Provided text:
-*-

GeoLLM-Engine: A Realistic Environment for Building Geospatial Copilots
This work addresses the need for realistic benchmarks in geospatial copilots for Earth Observation applications, moving beyond simplified single-task evaluations.
The paper tackles the problem of evaluating geospatial AI agents in realistic multi-tool scenarios by introducing GeoLLM-Engine, an environment that scales to over 500,000 diverse tasks and 1.1 million satellite images, enabling assessment of agents' proficiency in interpreting natural language commands and task correctness.
Geospatial Copilots unlock unprecedented potential for performing Earth Observation (EO) applications through natural language instructions. However, existing agents rely on overly simplified single tasks and template-based prompts, creating a disconnect with real-world scenarios. In this work, we present GeoLLM-Engine, an environment for tool-augmented agents with intricate tasks routinely executed by analysts on remote sensing platforms. We enrich our environment with geospatial API tools, dynamic maps/UIs, and external multimodal knowledge bases to properly gauge an agent's proficiency in interpreting realistic high-level natural language commands and its functional correctness in task completions. By alleviating overheads typically associated with human-in-the-loop benchmark curation, we harness our massively parallel engine across 100 GPT-4-Turbo nodes, scaling to over half a million diverse multi-tool tasks and across 1.1 million satellite images. By moving beyond traditional single-task image-caption paradigms, we investigate state-of-the-art agents and prompting techniques against long-horizon prompts.

-*-

Provided material:
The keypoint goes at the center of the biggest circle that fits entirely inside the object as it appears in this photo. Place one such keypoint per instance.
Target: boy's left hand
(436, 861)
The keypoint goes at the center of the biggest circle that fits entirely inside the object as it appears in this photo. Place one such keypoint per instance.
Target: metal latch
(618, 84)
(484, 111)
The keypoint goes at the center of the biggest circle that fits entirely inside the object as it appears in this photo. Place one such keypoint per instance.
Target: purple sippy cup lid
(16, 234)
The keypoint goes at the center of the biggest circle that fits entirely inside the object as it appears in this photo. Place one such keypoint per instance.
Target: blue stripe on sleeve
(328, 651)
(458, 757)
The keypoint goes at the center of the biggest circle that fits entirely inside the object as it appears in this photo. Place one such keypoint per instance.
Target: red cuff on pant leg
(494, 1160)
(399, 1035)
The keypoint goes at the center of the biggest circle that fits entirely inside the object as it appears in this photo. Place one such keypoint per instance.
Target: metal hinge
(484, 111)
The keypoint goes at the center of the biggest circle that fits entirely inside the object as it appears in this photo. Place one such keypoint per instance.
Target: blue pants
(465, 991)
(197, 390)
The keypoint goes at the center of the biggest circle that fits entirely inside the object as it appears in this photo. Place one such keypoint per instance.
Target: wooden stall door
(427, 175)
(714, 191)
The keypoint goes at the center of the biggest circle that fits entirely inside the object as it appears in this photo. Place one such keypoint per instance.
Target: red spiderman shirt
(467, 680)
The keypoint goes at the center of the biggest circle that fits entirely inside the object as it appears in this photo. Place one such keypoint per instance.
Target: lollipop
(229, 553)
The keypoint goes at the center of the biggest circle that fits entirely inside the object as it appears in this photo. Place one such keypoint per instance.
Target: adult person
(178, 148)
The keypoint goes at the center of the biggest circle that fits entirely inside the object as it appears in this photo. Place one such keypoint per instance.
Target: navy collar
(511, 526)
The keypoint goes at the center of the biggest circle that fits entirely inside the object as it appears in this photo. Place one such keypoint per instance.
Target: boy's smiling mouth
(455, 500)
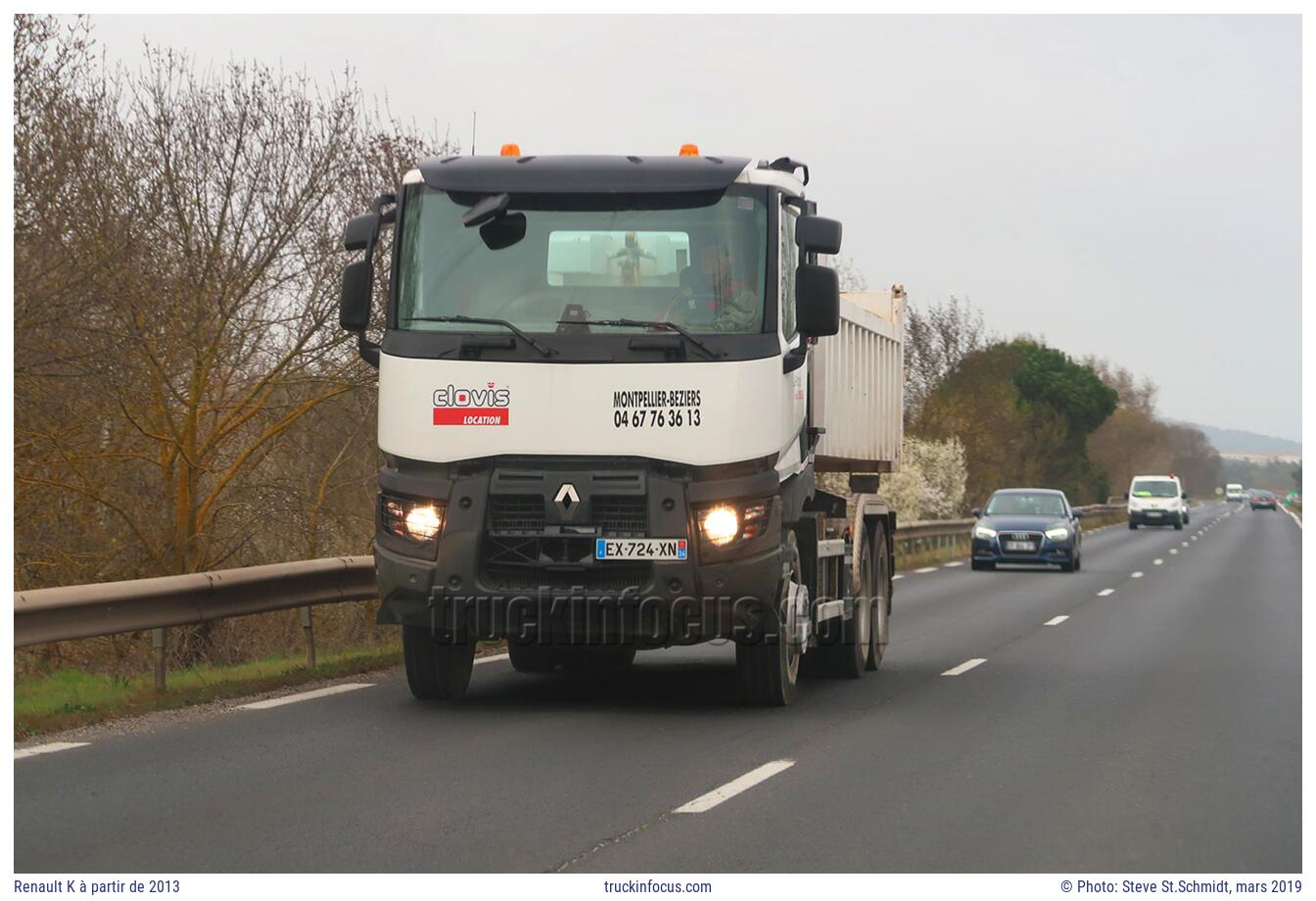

-*-

Task brief: According to the text on GeoLLM-Engine, how many GPT-4-Turbo nodes does the engine run across? The records are separate material, unrelated to the text on GeoLLM-Engine.

Exercise answer: 100 GPT-4-Turbo nodes.